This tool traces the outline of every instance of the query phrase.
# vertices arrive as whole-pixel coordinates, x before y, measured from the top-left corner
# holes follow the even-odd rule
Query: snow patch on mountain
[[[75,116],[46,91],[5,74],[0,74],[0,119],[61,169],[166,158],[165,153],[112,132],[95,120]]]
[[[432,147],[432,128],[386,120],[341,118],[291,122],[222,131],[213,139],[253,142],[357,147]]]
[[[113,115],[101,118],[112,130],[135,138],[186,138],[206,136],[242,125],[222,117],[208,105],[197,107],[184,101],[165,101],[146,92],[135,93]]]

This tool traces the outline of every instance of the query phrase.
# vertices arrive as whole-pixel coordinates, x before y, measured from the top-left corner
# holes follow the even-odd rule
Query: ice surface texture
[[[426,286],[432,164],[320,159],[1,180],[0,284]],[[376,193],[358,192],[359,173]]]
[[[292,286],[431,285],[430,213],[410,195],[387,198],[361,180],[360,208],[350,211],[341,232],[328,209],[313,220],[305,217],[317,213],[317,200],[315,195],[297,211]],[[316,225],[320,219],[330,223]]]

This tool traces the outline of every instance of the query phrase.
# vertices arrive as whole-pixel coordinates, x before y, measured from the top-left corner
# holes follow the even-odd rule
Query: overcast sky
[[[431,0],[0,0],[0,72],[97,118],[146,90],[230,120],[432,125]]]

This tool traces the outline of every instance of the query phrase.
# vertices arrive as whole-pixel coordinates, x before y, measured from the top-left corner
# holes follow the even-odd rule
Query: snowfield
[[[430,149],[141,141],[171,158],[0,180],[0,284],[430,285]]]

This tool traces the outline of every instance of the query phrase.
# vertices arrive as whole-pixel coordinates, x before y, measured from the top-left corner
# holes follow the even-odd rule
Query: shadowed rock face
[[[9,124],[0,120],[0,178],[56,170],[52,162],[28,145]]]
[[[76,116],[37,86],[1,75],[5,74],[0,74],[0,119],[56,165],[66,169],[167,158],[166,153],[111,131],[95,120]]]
...
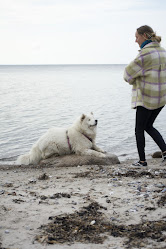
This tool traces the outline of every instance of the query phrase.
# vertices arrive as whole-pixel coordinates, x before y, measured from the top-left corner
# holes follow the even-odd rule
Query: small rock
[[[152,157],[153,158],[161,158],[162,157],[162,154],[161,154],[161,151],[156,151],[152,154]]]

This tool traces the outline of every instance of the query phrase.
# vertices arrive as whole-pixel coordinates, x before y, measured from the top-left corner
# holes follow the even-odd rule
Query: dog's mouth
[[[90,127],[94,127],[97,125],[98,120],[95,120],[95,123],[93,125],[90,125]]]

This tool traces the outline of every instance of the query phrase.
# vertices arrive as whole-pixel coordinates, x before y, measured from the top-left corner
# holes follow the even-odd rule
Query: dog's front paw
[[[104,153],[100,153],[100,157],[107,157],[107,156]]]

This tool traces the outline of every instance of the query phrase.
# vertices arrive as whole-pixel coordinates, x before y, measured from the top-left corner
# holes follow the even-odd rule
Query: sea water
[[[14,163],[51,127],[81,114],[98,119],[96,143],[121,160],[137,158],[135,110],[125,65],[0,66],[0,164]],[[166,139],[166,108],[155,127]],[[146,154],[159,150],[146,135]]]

What is needed:
Report each line in the items above that contains the word "rock". Matching is case-sensitive.

Task solution:
Query: shadowed rock face
Query: small rock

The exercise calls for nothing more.